Lay out the stretch of items below from the line containing "In this exercise you will indicate the tree" through the line containing "Query: tree bark" as a Markdown table with the columns Row and Line. Give each line its own numbered row, skip blank lines, and leave the pictures out.

Records for processing:
§

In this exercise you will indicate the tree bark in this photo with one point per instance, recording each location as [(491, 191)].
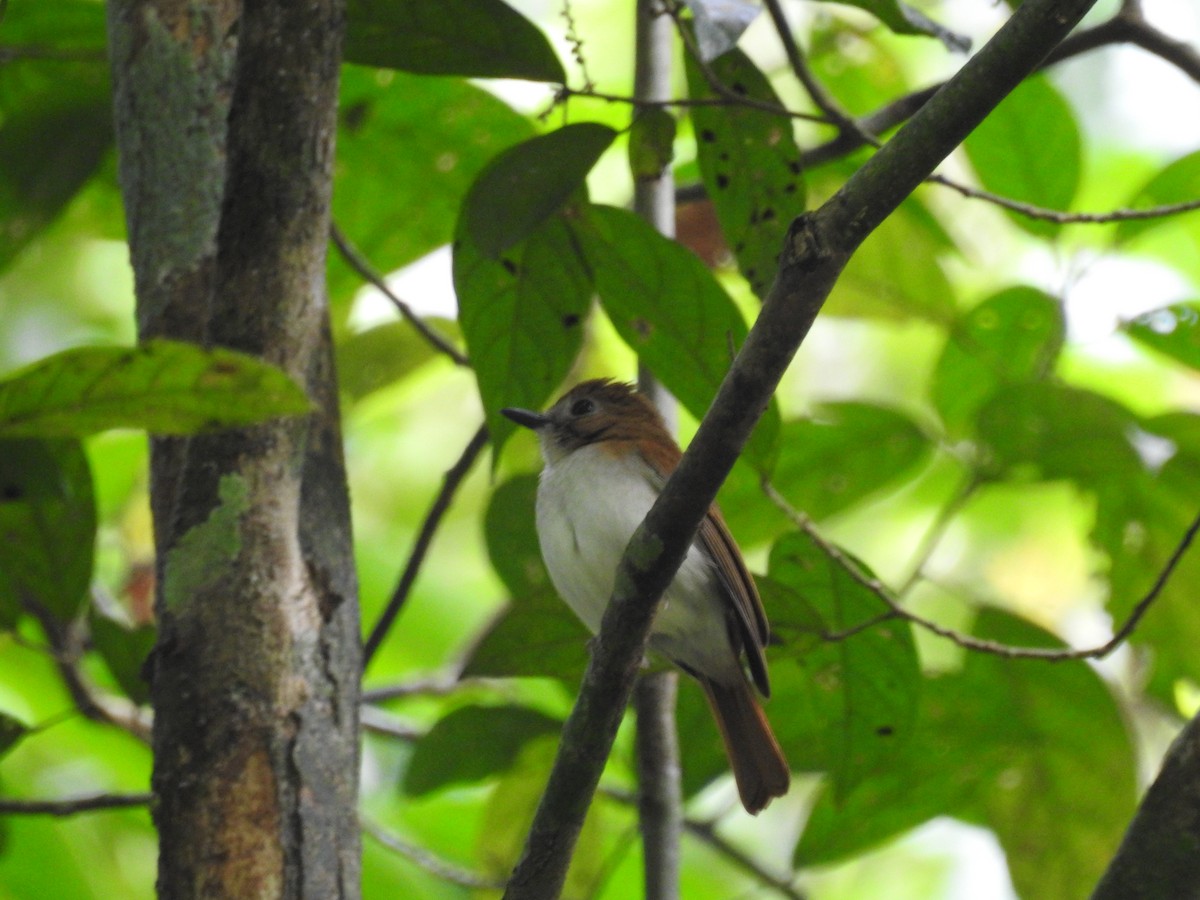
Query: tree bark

§

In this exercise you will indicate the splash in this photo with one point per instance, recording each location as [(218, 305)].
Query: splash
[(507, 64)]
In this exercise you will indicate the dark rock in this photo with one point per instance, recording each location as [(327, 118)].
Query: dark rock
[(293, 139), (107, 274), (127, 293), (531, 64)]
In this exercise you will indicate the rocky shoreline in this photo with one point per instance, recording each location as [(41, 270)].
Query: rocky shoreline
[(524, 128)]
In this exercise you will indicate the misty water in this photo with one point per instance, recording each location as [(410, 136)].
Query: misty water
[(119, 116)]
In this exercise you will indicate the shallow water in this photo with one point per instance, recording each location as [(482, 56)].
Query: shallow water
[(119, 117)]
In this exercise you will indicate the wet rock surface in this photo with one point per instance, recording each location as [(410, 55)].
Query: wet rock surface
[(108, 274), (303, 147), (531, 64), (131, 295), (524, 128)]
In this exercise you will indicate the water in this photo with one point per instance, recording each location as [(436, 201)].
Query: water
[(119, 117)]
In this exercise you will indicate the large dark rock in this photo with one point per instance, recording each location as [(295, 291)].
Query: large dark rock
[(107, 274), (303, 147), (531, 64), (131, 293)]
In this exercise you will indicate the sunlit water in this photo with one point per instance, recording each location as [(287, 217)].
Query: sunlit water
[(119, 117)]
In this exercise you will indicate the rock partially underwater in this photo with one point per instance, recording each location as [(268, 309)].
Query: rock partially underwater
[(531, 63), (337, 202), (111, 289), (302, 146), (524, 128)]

§

Correct result:
| Row | Line |
|---|---|
| 1 | In this exercise you will indicate the tree bark in this photo with one point per instance, recording each location as [(491, 191)]. |
| 2 | Query: tree bark |